Dataset entries:
══════════

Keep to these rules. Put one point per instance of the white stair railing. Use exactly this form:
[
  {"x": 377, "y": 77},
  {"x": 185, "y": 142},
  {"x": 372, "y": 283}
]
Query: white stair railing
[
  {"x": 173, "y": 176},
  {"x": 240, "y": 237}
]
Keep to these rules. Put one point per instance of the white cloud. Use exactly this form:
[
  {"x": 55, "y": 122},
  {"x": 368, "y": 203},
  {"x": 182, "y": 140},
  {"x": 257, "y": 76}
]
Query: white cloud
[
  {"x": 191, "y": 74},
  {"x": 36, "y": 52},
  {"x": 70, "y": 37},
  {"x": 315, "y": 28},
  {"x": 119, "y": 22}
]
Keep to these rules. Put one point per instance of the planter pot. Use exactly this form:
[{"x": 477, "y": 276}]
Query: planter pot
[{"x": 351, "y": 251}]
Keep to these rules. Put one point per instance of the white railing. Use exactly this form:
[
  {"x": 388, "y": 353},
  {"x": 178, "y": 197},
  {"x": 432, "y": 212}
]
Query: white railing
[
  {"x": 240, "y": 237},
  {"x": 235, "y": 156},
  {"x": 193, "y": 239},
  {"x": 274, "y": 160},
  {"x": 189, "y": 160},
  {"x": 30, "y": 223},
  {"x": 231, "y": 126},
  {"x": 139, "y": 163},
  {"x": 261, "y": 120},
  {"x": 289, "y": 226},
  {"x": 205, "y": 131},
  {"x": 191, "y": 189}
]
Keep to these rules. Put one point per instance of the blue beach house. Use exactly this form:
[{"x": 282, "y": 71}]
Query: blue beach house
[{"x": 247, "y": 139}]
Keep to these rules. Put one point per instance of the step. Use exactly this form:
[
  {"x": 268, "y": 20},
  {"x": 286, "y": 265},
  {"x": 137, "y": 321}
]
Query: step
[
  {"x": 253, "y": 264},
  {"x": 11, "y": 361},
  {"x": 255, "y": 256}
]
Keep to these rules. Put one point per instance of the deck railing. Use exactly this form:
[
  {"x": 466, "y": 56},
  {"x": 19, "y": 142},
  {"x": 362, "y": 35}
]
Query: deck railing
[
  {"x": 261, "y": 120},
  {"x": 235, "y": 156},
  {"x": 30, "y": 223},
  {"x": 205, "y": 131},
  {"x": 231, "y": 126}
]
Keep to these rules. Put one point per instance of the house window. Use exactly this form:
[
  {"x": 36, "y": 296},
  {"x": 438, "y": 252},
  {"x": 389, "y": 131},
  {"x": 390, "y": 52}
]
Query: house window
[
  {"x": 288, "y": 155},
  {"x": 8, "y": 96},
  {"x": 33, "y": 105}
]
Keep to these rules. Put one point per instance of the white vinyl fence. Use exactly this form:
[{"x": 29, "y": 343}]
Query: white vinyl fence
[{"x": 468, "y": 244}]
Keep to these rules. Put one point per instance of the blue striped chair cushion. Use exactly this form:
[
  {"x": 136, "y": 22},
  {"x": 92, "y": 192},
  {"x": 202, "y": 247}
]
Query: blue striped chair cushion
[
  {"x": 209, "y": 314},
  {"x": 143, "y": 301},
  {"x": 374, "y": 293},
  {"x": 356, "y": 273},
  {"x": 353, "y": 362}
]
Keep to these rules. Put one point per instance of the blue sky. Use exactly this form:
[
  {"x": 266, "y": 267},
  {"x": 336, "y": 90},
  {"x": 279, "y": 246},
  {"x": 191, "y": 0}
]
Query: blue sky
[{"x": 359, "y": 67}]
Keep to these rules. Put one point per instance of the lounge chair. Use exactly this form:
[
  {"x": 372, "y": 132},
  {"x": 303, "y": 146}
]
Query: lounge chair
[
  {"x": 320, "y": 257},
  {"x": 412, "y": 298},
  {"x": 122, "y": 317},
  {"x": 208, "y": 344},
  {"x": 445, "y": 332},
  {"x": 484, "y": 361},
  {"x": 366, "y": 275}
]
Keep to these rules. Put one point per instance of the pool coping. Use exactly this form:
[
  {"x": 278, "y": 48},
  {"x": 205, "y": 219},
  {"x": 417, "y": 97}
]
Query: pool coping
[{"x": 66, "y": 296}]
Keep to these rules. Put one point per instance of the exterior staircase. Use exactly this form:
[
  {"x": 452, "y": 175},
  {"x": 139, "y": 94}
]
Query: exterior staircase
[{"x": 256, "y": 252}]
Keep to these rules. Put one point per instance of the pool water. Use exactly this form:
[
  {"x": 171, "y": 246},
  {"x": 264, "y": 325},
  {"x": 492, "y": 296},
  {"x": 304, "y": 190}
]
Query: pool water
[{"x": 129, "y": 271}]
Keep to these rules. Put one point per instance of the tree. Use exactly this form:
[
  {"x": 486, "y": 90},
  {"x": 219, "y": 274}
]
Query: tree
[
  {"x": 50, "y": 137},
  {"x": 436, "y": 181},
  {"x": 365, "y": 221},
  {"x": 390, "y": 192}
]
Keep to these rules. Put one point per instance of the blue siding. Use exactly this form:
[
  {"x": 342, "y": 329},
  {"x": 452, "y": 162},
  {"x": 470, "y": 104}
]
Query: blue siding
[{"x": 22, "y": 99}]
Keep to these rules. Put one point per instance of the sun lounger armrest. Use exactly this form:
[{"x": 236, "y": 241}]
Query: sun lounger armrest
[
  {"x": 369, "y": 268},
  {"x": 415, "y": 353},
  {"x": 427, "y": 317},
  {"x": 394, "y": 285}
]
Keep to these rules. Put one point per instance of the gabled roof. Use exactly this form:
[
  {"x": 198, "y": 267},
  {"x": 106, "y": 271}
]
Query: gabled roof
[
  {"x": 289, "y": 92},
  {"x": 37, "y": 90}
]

══════════

### [TASK OBJECTIVE]
Each record above should be repeated exactly.

### [SOLVED PROBLEM]
Keep to these rules. Put one point per instance of the white stair railing. Use exactly this form:
[
  {"x": 377, "y": 77},
  {"x": 185, "y": 142},
  {"x": 372, "y": 283}
]
Query: white stair railing
[
  {"x": 173, "y": 176},
  {"x": 240, "y": 237}
]
Keep to these rules. Put one point per instance of the white cloud. Use exactly this form:
[
  {"x": 55, "y": 122},
  {"x": 368, "y": 203},
  {"x": 182, "y": 140},
  {"x": 257, "y": 76}
]
Query: white cloud
[
  {"x": 191, "y": 74},
  {"x": 36, "y": 52},
  {"x": 70, "y": 37},
  {"x": 315, "y": 28},
  {"x": 119, "y": 22}
]
Keep to these rules. Put one point per instance of the planter pot. Use exactly this form:
[{"x": 477, "y": 276}]
Query: planter pot
[{"x": 351, "y": 251}]
Keep to these rules. Put one point per instance of the white railing. Use exactly this form:
[
  {"x": 388, "y": 353},
  {"x": 178, "y": 197},
  {"x": 432, "y": 212}
]
Query: white railing
[
  {"x": 240, "y": 237},
  {"x": 235, "y": 156},
  {"x": 193, "y": 239},
  {"x": 274, "y": 160},
  {"x": 189, "y": 160},
  {"x": 30, "y": 223},
  {"x": 231, "y": 126},
  {"x": 139, "y": 163},
  {"x": 261, "y": 120},
  {"x": 289, "y": 226},
  {"x": 205, "y": 131},
  {"x": 191, "y": 189}
]
Keep to these rules. Put one point per instance of the blue beach house. Use exactly this form:
[{"x": 282, "y": 71}]
Query: blue beach house
[{"x": 247, "y": 139}]
Keep to these rules. Put one point per instance of the step. Use exactly this form:
[
  {"x": 268, "y": 20},
  {"x": 286, "y": 265},
  {"x": 137, "y": 321}
]
Query: step
[
  {"x": 253, "y": 264},
  {"x": 11, "y": 361},
  {"x": 255, "y": 256}
]
Keep to these rules. Put one point per instance of the deck railing. Use exactly this form:
[
  {"x": 466, "y": 56},
  {"x": 19, "y": 142},
  {"x": 362, "y": 35}
]
Query: deck railing
[
  {"x": 261, "y": 120},
  {"x": 235, "y": 156},
  {"x": 30, "y": 223},
  {"x": 205, "y": 131},
  {"x": 231, "y": 126}
]
Keep to these rules. Put one point per instance of the house window. Use exactly this form:
[
  {"x": 36, "y": 296},
  {"x": 438, "y": 252},
  {"x": 389, "y": 131},
  {"x": 390, "y": 52}
]
Query: house window
[
  {"x": 288, "y": 155},
  {"x": 8, "y": 96},
  {"x": 33, "y": 105}
]
Keep to these rules. Put one point per instance of the white vinyl fence. Use exactly this form:
[{"x": 29, "y": 343}]
Query: white vinyl fence
[{"x": 468, "y": 244}]
Keep to these rules. Put one point per instance of the blue striped chair cushion. Use exactly this form:
[
  {"x": 136, "y": 22},
  {"x": 92, "y": 192},
  {"x": 202, "y": 247}
]
Query: blue striped chair cushion
[
  {"x": 209, "y": 314},
  {"x": 143, "y": 301},
  {"x": 374, "y": 293},
  {"x": 356, "y": 273},
  {"x": 353, "y": 362}
]
Keep to these rules. Put one point per instance of the blue sky. Use exactly this form:
[
  {"x": 266, "y": 267},
  {"x": 336, "y": 90},
  {"x": 279, "y": 246},
  {"x": 191, "y": 0}
]
Query: blue sky
[{"x": 359, "y": 67}]
Keep to these rules. Put one point per instance of the lounge chair. Use exactly this form:
[
  {"x": 372, "y": 132},
  {"x": 303, "y": 146}
]
Query: lounge chair
[
  {"x": 320, "y": 257},
  {"x": 412, "y": 298},
  {"x": 122, "y": 317},
  {"x": 208, "y": 344},
  {"x": 445, "y": 332},
  {"x": 484, "y": 361},
  {"x": 366, "y": 275}
]
Keep to these rules. Put one point per instance of the pool coping. Use exactly this form:
[
  {"x": 278, "y": 48},
  {"x": 205, "y": 219},
  {"x": 417, "y": 97}
]
Query: pool coping
[{"x": 66, "y": 296}]
Keep to these rules. Put one point per instance of the exterior staircase. Use exactly this form:
[
  {"x": 452, "y": 175},
  {"x": 139, "y": 94}
]
Query: exterior staircase
[{"x": 256, "y": 252}]
Keep to these rules. Put one point per instance of the pool water. Use exactly this form:
[
  {"x": 171, "y": 246},
  {"x": 264, "y": 325},
  {"x": 492, "y": 296},
  {"x": 304, "y": 190}
]
Query: pool water
[{"x": 129, "y": 271}]
Keep to these rules. Put one point per instance of the tree. Use exactly this form:
[
  {"x": 486, "y": 90},
  {"x": 219, "y": 274}
]
Query: tree
[
  {"x": 50, "y": 137},
  {"x": 436, "y": 181},
  {"x": 365, "y": 221},
  {"x": 390, "y": 192}
]
Keep to these rules. Put one point per instance of the blue siding. Use exactly this form:
[
  {"x": 342, "y": 329},
  {"x": 452, "y": 162},
  {"x": 470, "y": 104}
]
Query: blue siding
[{"x": 22, "y": 99}]
Keep to these rules. Put one point per instance of the sun lounger armrest. Use exactly this form:
[{"x": 236, "y": 241}]
Query: sun lounger armrest
[
  {"x": 369, "y": 268},
  {"x": 415, "y": 353},
  {"x": 427, "y": 317},
  {"x": 394, "y": 285}
]
Keep to these rules. Put one point per instance of the gabled roof. Use exactly this form:
[
  {"x": 198, "y": 267},
  {"x": 106, "y": 271}
]
Query: gabled roof
[
  {"x": 289, "y": 92},
  {"x": 37, "y": 90}
]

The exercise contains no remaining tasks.